» SOURCE DATA
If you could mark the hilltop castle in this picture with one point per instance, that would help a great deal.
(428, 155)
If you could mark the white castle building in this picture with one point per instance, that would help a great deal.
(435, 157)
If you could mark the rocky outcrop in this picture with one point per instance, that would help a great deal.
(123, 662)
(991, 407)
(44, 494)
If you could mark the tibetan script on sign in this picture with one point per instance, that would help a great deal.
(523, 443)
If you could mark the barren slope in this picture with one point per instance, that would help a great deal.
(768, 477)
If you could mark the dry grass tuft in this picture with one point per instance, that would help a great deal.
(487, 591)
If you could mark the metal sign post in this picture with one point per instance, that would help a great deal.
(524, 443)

» ASSIGNMENT
Transcribe each record above exactly. Skip none.

» SOLUTION TO THIS TASK
If you could mark the hilltop castle in this picture with one point per instance, that would help a great deal.
(428, 155)
If you could mark the white castle building in this picture with one point per instance, that would help a great deal.
(435, 157)
If you could mark the rocky outcrop in this picture with one point per instance, that would help a great deal.
(123, 662)
(991, 407)
(44, 494)
If you could mark the tibetan script on sign in this picture with one point per instance, that would help a great deal.
(523, 443)
If you could mark the barren slope in this picture with one point per instance, that would help a great deal.
(768, 477)
If you could mark the dry grass tuft in this picture with one point per instance, that would help a great deal.
(487, 591)
If you could mark the metal sign post in this picture with one point per instance, that would help a great deal.
(524, 443)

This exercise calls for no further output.